Selected excerpt
• • •
Co-founders Kevin and Patrick Webber are rethinking energy bars with hemp and prunes as primary ingredients.

“What makes us innovative compared to others is that we’re the only prune-based bar on the market,” says Webber. “There’s nothing like this out there anywhere. It’s very standalone and we all know the key to category growth in any business industry is innovation

“There’s an education piece that has to come along with what we’re doing,” Webber says. “Prunes in itself are not a food product that a lot of millennials and gen Xers grew up eating. So it’s kind of like a reintroduction for them.”

“We’re really trying to push low-glycemic,” he continues. “The prunes are the catalyst that makes that work.”

Webber explains that the low-glycemic aspect of the sugars from prunes make them more suitable for diabetics. Low-glycemic sugars are absorbed more slowly into the blood and the fiber in prunes help with a feeling of satiation after eating. “This is our biggest differentiator, branding ourselves as low-glycemic, and as a next generation of healthier for you products by not just slapping a bunch of what everyone thinks are healthy ingredients together,” he says.

Though he founded the company with his brother, Patrick, in 2014, Webber says they were making some of the bars for themselves and friends as early as 2007. “It wasn’t until 2014 that we were like: ‘We’re tired of making these for everybody for free,'” he recalls.

At first, the company experienced slow growth as it sought its niches within the sports and the outdoor industry. It looked to market within groups that ski, mountain bike, climb, golf, and practice yoga.

In 2017, the product got a boost with an Editors’ Choice nomination in Backpacker magazine, which helped it gain a nationwide presence in REI stores, and it refreshed its image with new branding and packaging the following year. “That’s when we landed Safeway,” says Webber. “So even though we got founded in 2014, I really look at 2018 as our coming-out party.”

Fourpoints is continuing to expand into other chains, including Natural Grocers and Murdoch’s Ranch & Home Supply stores, as well as climbing gyms, hotels, and other outlets. It’s also expanding its offerings.

“When we started off, we were making our product with hemp protein and whey protein, and were just trying to make the best complete bar. What we found was that professional athletes and our military couldn’t have the hemp,” Webber explains. “Conversely there’s a strong plant-based protein movement that hasn’t really gone away — that’s only getting stronger. So we decided to split our line into two.”

Whey protein proved a sticking point in the natural foods space, he says, and the unique prune and hemp approach to nutrition helped the company break into stores as a category innovator and to attract more vegan and vegetarian consumers.
• • •
Exercise instructions
1. In the article on the Fourpoints energy bars, which year does Webber regard as the company's "coming-out party"?
2. Continue the article on the Fourpoints energy bars, starting after its final sentence.
None of the collected data is required.

Collected data
• • •
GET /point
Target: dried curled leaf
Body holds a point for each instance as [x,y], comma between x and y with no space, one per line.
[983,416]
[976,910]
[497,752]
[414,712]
• • •
Answers for each item
1. 2018

2.
“We turned our core line of energy bars into 100 percent plant-based bars and just use the hemp protein, so there was a reformulation there, and then we created a higher-calorie, higher protein-bar that just had the whey protein and we call it ‘Tactical,'” Webber continues. “We just launched it in February.”

They’re already having success with the newest bars. After landing the Air Force Academy as an account in spring 2020, “My ultimate goal is to see the bar as standard issue with our troops,” says Webber. “They don’t have access to some of his really good nutritional items and so we created this specifically for them.”

The whey protein-based line also is in demand by professional athletes, many of whom steer clear of hemp-based products. “The Kansas City Chiefs were ordering our Tactical lines throughout this past season,” Webber says.

Fourpoints has also experienced unique growing pains. In 2018, the company went from producing in a commissary to working with a co-packer to produce its bars. “We went to place our first order of 25,000 units and they said, sorry, ‘We’re shutting the doors,'” Webber says. The company used seed funds from family and friends to invest in creating its own co-packing facility: Basecamp Co-Pack.

“Now we have our own facility in north Denver, right off I-70,” Webber says. “We do co-packing services for small- to medium-sized companies in addition to manufacturing our Fourpoints Bars. . . . We’ve been getting somewhere in the neighborhood of 10 to 20 calls a week from potential clients from all over the country — Florida, Texas, New York, California, all coming out to see if we can manufacture for them.”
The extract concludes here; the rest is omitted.